**Testo citato**

<<<<

Il numero uno della Bce ci dà ancora tempo. E parla di crescita prioritaria. Poi richiama Berlino alla

garanzia dei depositi europei. Ma propone anche più poteri di controllo alla Commissione su riforme

strutturali.

di Giovanna Faggionato

Abbiamo ancora margine di manovra, ma non più giustificazioni. Il presidente della Banca centrale

europea (Bce) Mario Draghi, in audizione di fronte alla commissione Affari economici del parlamento di

Bruxelles, tra agguerriti europarlamentari tedeschi e greci, ha dato ai Paesi come l’Italia, con alto debito e

poca crescita, ancora tempo. Perché è «veramente troppo presto», ha spiegato, per mettere fine al

programma di stimolo della Bce. Nessuna resa dunque a chi invoca ormai da mesi il tapering, l’aumento

dei tassi di interessi, nessun cedimento al pressing costante di chi critica la politica di Francoforte – tra i

quali diversi europarlamentari presenti – pensando già a chi potrà guidarla nel 2019. Ma invece la

determinazione di accelerare sulla via dell’integrazione europea e sulla convergenza delle sue economie.

E proprio per questo nel discorso del banchiere centrale si possono leggere messaggi sia a Berlino che a

Roma.

In Germania il pressing su Draghi è in corso da mesi. E non cambiano le argomentazioni, la sfiducia nella

capacità degli altri Paesi di riformarsi, ma soprattutto nell’imparzialità della Bce. Tanto che il banchiere

centrale, oltre a difendere la necessità di mantenere il Quantitative easing, si è ritrovato per l’ennesima

volta a dover spiegare di fronte agli eurodeputati che il programma di acquisti non avvantaggia nessun

Paese rispetto a un altro, mentre con il rialzo dei tassi i Paesi a «elevato debito e bassa crescita» si

troveranno a pagare «un conto più alto sugli interessi». E questi Paesi, di cui l’Italia è esempio perfetto,

secondo Draghi devono fare politiche di bilancio, ma soprattutto «di crescita».

>>>>

**Esercizio**
Puoi riportare alla lettera il passo dell'articolo su Draghi e la Bce che comincia con "poca crescita, ancora" e finisce con "delle sue economie."?

**Voci del dataset**
<<<<

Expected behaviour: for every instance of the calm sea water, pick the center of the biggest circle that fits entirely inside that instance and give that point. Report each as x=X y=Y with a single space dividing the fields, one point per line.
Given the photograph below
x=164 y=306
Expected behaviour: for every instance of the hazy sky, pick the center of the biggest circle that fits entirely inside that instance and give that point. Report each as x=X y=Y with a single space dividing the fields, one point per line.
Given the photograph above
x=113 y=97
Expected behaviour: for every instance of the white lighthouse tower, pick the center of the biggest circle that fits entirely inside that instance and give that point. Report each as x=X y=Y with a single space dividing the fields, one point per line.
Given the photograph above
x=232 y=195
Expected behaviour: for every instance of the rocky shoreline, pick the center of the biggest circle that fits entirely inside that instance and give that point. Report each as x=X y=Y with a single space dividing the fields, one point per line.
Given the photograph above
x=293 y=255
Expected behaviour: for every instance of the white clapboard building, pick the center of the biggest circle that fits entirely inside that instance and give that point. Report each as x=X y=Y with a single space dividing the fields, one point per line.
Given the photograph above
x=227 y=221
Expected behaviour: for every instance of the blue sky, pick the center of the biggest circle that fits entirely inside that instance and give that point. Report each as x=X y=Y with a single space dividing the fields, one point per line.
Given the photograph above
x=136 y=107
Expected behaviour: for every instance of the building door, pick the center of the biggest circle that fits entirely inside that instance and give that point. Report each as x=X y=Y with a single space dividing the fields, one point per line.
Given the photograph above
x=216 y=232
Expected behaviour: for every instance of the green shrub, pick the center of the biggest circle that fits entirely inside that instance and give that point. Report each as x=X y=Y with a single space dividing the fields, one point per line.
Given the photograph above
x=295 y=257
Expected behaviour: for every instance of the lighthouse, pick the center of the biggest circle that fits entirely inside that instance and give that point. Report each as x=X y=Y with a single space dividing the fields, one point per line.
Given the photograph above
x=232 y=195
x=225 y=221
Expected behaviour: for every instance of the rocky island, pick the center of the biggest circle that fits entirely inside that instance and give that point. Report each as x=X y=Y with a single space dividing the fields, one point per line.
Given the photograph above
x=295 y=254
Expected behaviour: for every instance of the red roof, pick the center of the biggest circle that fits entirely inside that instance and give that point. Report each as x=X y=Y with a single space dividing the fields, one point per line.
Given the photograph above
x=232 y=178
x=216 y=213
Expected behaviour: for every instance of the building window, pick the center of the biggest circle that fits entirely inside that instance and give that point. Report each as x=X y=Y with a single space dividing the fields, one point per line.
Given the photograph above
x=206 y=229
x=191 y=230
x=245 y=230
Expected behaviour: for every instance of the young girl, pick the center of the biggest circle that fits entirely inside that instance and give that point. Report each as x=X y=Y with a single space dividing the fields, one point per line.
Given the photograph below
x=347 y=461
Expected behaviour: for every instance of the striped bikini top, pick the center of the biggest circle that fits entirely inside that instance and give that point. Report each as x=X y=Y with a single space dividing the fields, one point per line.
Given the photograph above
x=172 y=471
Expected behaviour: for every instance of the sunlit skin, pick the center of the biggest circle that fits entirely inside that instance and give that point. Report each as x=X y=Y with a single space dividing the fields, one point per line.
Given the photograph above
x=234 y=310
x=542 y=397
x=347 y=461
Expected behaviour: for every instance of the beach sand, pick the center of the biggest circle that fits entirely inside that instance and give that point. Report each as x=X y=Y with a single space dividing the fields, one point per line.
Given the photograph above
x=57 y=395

>>>>
<<<<

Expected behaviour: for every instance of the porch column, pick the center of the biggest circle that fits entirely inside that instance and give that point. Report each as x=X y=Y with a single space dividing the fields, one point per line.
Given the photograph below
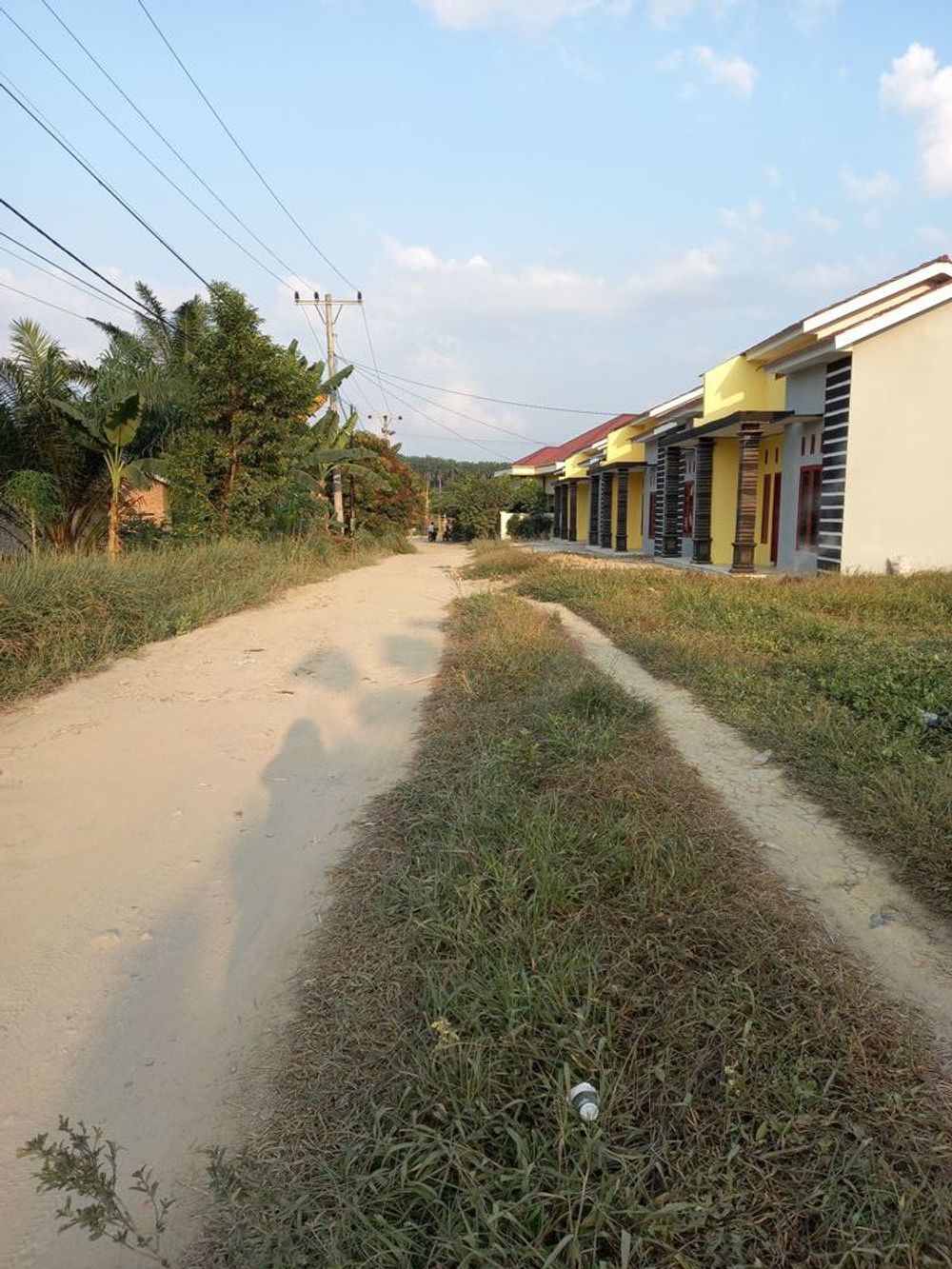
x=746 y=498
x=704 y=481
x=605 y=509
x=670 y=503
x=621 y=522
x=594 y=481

>>>>

**Soluzione**
poca crescita, ancora tempo. Perché è «veramente troppo presto», ha spiegato, per mettere fine al

programma di stimolo della Bce. Nessuna resa dunque a chi invoca ormai da mesi il tapering, l’aumento

dei tassi di interessi, nessun cedimento al pressing costante di chi critica la politica di Francoforte – tra i

quali diversi europarlamentari presenti – pensando già a chi potrà guidarla nel 2019. Ma invece la

determinazione di accelerare sulla via dell’integrazione europea e sulla convergenza delle sue economie.